ARTICLE
:::

Orphan MEV


Proposes something similar except stacker support comes in only after a 7-block fork. Decred makes it’s a 1-block decision.

Interesting. I guess at that point the question becomes, what is the value to the network in continuing to allow miners to create <7 block forks?

I’d argue that there’s little to no value in allowing those forks (Assertion #1 above), while the cost is huge b/c it exposes a vector for manipulation. So perhaps the best and easiest route to address Orphan MEV is to simply amend Sip-21 such that stackers determine the chaintip every block?

I mentioned in a sibling comment thread that if there are B Bitcoin blocks between two Stacks blocks S and S+1, then the winner of Stacks block S+1 earns B coinbases.

This gives me an idea: what if they only receive coinbases for Bitcoin blocks without sortitions? The reason it’s not unprofitable to orphan blocks in Stacks is because the miner doing the orphaning (the “Entity”) is going to receive their coinbases anyway. If that weren’t the case, then the most profitable course of action for the “Entity” would be to confirm the highest chain tip.

:::

DATASET RECORDS
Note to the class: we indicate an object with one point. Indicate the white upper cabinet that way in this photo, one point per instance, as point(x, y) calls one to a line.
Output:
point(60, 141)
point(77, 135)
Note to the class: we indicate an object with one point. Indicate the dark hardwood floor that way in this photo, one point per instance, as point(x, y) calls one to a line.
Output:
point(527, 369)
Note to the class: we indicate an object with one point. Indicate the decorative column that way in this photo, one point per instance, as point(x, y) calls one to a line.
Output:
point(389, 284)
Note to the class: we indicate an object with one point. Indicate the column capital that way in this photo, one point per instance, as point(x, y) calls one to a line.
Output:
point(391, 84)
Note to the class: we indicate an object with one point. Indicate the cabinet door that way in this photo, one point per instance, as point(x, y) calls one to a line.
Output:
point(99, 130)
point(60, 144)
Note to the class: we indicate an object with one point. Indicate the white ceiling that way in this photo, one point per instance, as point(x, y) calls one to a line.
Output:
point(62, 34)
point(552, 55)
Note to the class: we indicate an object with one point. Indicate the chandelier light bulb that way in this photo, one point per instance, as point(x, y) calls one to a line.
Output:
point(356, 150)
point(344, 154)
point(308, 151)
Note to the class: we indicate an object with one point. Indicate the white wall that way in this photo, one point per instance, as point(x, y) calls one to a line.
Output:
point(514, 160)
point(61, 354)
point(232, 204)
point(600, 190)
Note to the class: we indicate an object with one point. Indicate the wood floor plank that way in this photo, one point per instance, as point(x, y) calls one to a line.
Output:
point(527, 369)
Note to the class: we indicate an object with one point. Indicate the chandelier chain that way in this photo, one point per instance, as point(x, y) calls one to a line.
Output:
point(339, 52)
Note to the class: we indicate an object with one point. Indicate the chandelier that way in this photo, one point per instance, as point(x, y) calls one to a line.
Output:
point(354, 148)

:::

REQUIREMENT 1
Retype the part of the Orphan MEV discussion that opens with the words containing "I’d argue that" and closes with "chaintip every block?".
REQUIREMENT 2
Translate into Spanish the following sentence from the Orphan MEV discussion: "If that weren’t the case, then the most profitable course of action for the “Entity” would be to confirm the highest chain tip."

FULL SOLUTION 1
I’d argue that there’s little to no value in allowing those forks (Assertion #1 above), while the cost is huge b/c it exposes a vector for manipulation. So perhaps the best and easiest route to address Orphan MEV is to simply amend Sip-21 such that stackers determine the chaintip every block?

FULL SOLUTION 2
Si ese no fuera el caso, entonces el curso de acción más rentable para la “Entidad” sería confirmar la punta de cadena más alta.